What is expected →
The entries that follow include a run beginning at the line with "Each instance receives one keypoint. Mark the short" and ending at the line with "Each instance receives one keypoint. Mark the chest"; restate that run word for word and leave the rest out.

Point-per-instance localization data →
★ ★ ★ ★ ★
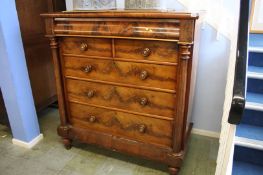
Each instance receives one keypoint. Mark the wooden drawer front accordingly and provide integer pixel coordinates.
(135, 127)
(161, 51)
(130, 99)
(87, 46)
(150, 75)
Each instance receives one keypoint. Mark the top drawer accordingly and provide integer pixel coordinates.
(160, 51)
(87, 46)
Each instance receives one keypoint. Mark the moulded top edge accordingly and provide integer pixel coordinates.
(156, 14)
★ ★ ★ ★ ★
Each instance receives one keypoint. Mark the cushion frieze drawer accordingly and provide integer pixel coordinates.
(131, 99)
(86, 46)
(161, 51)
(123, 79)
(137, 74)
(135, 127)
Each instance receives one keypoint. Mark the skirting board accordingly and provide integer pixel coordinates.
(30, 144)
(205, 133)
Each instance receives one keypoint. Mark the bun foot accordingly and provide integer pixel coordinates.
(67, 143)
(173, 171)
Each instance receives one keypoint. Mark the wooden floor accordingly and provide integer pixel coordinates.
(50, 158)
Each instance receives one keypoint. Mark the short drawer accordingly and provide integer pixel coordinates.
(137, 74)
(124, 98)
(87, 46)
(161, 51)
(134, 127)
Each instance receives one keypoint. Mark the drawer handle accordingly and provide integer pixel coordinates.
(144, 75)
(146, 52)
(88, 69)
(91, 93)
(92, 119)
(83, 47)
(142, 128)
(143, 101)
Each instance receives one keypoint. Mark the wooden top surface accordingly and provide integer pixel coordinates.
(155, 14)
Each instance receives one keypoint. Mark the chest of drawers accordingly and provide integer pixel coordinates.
★ ★ ★ ★ ★
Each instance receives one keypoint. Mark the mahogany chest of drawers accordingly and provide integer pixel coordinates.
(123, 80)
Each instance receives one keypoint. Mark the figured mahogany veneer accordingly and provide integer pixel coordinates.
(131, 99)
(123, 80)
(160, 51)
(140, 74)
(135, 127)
★ ★ ★ ★ ★
Response →
Each instance receives one keypoint. Mark the short drawer accordingly and provide integer pixel coordinates.
(137, 74)
(124, 98)
(87, 46)
(161, 51)
(134, 127)
Each instance receives one keypoint. Mark the drawer handle accordingly and provide integer pixel coordinates.
(144, 75)
(146, 52)
(88, 69)
(91, 93)
(92, 119)
(83, 47)
(142, 128)
(143, 101)
Each instance receives one keypoint. Mark the wooden top surface accordingly and provide integer pixel coordinates.
(155, 14)
Each instance receives one keypoint. Mark the chest of drawers accordingly and provide integer pixel coordinates.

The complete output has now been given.